- EXERCISE -
Please reproduce the material below word for word, omitting the pictures.

- RECORDS FOR THIS EXERCISE -
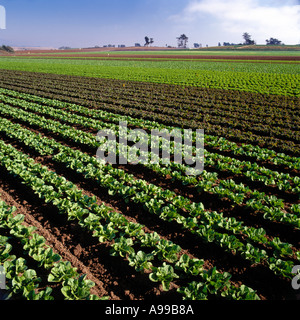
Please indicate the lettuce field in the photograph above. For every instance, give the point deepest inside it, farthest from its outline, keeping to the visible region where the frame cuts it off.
(72, 228)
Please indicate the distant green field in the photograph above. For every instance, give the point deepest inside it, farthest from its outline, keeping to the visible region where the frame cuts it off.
(186, 52)
(268, 78)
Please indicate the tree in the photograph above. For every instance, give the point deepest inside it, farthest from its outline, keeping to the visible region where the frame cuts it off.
(247, 38)
(274, 41)
(182, 41)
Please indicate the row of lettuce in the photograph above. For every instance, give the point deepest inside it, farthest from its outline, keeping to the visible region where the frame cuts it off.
(23, 282)
(211, 227)
(265, 120)
(107, 226)
(167, 205)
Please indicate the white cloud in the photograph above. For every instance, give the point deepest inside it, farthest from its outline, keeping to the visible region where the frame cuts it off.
(262, 19)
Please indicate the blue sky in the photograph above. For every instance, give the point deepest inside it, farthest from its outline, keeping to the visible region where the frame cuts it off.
(79, 23)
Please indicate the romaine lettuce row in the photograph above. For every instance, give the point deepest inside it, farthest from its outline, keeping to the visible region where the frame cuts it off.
(106, 214)
(25, 281)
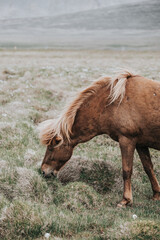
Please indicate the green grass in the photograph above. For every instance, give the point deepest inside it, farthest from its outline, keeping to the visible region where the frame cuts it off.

- ANSWER TO THIS EXERCISE -
Please indicate the lettuce field in the photograph above. For every instance, give the point deepest inside it, farthest from its outline, keeping to the visible region where the frame cuts it off.
(72, 228)
Please indicate the distant green field in the photograph above. For every instance, give the point deepest inside it, farthest from its outline, keeping to the visible region where the frame cuts it off.
(186, 52)
(268, 78)
Please indicate the tree in the photograph above. For every instance, give the point deepest inside it, farthest from its outline, keeping to the visible region where the frame cuts it off.
(247, 38)
(274, 41)
(182, 41)
Please indicate the row of lettuce in the photograph above. For every instance, give the point deepest inside it, farthest from its outline, keeping to the visible region where the frame cuts it off.
(23, 282)
(211, 227)
(265, 120)
(107, 226)
(167, 205)
Please indicate the white cloud in the photograph above. For every instance, give the point deepest inside it, farthest from its outline, keeping to the visible region where the frame cuts it off.
(262, 19)
Please indicate the blue sky in the photograph above. For every instance, give the point deepest inside it, farthest from its outline, keeping to the visible region where the frame cuts it off.
(79, 23)
Please indicate the romaine lettuce row in the photograph above. For every instance, give the point deepest inside it, farthest from its outline, keeping to the visible region where the frame cuts it off.
(106, 214)
(25, 281)
Please indicate the green grass in the photograph above. For every instance, give the point deepest inside it, farthest from its outline, keeping to the visible region where the frame cuts it off.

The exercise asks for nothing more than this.